WRITTEN PROBLEM: Rewrite the paragraph of the starch-film text that begins "Although starch-based films are already" as a concise bulleted list, keeping its main facts.

TEXT EXCERPT:

## BEGIN

Although starch-based films are already being marketed as sustainable alternatives to some commercial plastics, their properties still restrain the widespread use of these materials. To enhance starch (S) film properties, itaconic acid (IA) was employed for the first time at unusual concentrations (5-50 g of IA/100 g of S) and by different forms of incorporation, as a pure additive (no polymerization-N.P.) or by IA polymerization, including pre-polymerization (PreP) and in-situ polymerization (I.S.) during film preparation step. Varying the concentration, it was observed that the addition of higher IA contents increased film crystallinity and decreased water vapor permeability (WVP). The film with 5 g of IA/100 g of S showed an increase in elongation at break (EB) from 18.7 to 45.1%, with no significant changes in tensile strength (TS). Different IA incorporation methods did not affect TS or EB but substantially influenced the barrier properties, and for the PreP technique, WVP was reduced from 2.5 x 10(-10) (control) to 1.7 x 10(-10) g m(-1) s(-1) Pa-1. These results suggest that S/IA films can be considered as promising sustainable alternatives to food packaging materials with improved performances. (AU)

## END

GIVEN INFORMATION:
## BEGIN

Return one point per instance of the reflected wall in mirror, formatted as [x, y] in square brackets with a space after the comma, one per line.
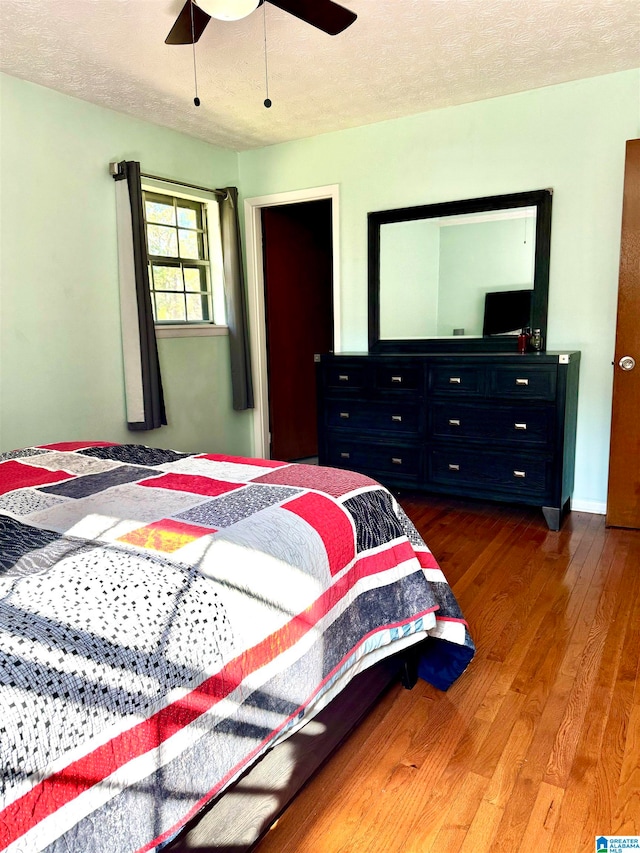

## END

TASK ANSWER:
- Starch-based films are marketed as sustainable alternatives to some commercial plastics, but their properties still limit widespread use.
- To improve them, itaconic acid (IA) was used for the first time at unusual concentrations of 5–50 g per 100 g of starch.
- IA was incorporated in three ways: as a pure additive without polymerization, by pre-polymerization, or by in-situ polymerization during film preparation.
- Higher IA contents increased film crystallinity and decreased water vapor permeability (WVP).
- At 5 g of IA per 100 g of starch, elongation at break rose from 18.7% to 45.1%, with no significant change in tensile strength.
- The incorporation method did not affect tensile strength or elongation at break, but it strongly influenced barrier properties.
- With pre-polymerization, WVP fell from 2.5 × 10⁻¹⁰ (control) to 1.7 × 10⁻¹⁰ g m⁻¹ s⁻¹ Pa⁻¹.
- Starch/IA films are promising sustainable alternatives for food packaging with improved performance.